• **WHAT IS BEING ASKED**
Can you find every line in the material below that contains the string "farm" (case counts) and copy each of those lines?
***
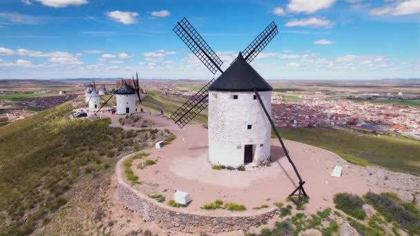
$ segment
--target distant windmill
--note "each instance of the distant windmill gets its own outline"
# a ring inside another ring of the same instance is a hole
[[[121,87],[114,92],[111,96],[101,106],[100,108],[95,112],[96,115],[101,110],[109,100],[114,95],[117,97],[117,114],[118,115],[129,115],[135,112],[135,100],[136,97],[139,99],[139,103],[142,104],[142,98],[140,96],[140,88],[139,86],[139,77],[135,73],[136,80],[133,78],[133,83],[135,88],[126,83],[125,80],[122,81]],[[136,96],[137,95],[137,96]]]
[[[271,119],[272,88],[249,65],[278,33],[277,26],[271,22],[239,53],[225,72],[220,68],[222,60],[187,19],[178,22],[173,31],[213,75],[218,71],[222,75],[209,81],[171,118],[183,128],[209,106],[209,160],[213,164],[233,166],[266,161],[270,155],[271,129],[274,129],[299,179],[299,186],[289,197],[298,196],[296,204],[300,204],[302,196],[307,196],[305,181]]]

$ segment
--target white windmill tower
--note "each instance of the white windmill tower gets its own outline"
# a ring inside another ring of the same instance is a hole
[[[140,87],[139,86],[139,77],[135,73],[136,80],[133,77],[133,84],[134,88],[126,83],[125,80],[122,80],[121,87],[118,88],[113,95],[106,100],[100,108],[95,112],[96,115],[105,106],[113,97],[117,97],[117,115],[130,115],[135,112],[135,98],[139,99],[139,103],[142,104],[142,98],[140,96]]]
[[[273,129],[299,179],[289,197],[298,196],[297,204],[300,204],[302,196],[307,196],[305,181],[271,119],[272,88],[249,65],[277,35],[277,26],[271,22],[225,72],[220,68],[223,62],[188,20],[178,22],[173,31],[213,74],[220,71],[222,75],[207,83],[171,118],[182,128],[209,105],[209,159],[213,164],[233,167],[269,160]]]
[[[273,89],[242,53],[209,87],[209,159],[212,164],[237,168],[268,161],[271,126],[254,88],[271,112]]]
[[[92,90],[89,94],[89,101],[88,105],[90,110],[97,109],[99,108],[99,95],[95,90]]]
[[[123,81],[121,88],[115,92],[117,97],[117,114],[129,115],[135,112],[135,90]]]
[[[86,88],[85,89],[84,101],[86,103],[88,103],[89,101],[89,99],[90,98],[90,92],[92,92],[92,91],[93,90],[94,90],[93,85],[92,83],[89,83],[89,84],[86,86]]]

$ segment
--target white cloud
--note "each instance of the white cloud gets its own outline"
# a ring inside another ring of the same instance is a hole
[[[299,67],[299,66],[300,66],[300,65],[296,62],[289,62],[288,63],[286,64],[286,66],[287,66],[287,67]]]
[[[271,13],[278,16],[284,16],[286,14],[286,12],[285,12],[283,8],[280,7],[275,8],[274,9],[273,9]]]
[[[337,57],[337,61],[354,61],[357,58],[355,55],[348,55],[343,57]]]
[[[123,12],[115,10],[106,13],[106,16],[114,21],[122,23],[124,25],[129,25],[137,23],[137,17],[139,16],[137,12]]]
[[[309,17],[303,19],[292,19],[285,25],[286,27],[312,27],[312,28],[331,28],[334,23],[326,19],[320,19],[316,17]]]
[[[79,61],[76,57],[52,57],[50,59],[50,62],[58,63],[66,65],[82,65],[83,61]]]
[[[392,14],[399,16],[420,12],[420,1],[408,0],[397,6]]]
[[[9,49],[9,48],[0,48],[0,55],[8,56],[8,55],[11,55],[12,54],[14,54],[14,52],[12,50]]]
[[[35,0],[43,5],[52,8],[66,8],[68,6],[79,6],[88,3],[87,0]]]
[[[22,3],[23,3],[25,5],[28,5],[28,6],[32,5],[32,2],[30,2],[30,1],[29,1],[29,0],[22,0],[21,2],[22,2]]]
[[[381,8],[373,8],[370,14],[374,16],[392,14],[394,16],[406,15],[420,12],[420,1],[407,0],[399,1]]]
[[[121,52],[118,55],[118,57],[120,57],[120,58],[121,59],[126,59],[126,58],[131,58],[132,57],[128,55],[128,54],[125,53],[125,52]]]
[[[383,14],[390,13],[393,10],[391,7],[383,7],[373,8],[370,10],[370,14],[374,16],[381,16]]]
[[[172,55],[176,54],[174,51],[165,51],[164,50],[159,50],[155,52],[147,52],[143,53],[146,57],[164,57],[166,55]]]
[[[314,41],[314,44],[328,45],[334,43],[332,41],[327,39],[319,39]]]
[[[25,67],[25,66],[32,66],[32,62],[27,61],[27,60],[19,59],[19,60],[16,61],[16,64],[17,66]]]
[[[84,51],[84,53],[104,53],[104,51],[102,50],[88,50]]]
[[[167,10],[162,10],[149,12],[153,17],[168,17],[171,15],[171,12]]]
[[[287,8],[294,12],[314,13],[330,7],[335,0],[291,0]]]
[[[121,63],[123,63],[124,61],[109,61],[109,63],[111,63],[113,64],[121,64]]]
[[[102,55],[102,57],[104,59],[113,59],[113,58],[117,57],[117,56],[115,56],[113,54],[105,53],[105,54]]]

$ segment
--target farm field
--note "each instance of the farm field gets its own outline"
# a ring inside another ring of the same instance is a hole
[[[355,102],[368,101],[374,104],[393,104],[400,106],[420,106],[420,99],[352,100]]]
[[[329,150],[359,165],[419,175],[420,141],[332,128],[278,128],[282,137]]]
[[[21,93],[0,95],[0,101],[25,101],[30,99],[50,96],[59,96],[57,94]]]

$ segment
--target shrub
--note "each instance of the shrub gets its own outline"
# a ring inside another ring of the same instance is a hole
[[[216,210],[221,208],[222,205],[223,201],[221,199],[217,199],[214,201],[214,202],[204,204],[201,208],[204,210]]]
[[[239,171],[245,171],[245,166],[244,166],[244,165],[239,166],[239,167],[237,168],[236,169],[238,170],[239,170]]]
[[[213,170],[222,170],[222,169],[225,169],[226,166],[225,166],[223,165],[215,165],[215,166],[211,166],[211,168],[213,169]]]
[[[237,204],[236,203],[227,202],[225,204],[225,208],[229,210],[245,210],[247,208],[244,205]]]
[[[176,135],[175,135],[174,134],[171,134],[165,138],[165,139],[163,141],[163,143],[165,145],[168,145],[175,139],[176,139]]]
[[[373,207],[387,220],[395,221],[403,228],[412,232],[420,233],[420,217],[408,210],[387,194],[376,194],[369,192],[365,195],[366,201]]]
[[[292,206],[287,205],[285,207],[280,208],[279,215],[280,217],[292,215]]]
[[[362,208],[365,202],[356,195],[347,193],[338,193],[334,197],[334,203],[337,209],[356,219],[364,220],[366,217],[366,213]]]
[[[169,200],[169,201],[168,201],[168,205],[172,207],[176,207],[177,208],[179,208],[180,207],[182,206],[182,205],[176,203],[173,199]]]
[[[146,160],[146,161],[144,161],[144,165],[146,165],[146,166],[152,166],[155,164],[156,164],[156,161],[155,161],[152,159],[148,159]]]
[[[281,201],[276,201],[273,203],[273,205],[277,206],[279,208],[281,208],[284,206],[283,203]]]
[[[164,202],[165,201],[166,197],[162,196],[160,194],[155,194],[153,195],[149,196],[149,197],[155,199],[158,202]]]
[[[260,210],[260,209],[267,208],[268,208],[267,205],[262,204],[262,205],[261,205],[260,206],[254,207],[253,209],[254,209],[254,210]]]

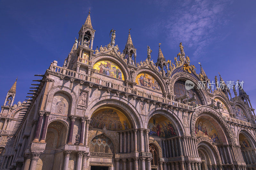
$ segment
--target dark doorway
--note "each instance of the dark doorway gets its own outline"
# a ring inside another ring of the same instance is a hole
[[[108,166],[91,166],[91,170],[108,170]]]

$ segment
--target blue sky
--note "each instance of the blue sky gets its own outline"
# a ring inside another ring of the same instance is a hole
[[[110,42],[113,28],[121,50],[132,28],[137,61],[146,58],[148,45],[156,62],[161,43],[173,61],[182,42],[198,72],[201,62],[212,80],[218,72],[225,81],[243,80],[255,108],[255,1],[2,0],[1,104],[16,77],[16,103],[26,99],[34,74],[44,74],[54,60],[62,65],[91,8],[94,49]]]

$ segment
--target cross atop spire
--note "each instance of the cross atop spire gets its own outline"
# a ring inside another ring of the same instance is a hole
***
• **REPLY**
--target farm field
--note "each instance of the farm field gets its own outline"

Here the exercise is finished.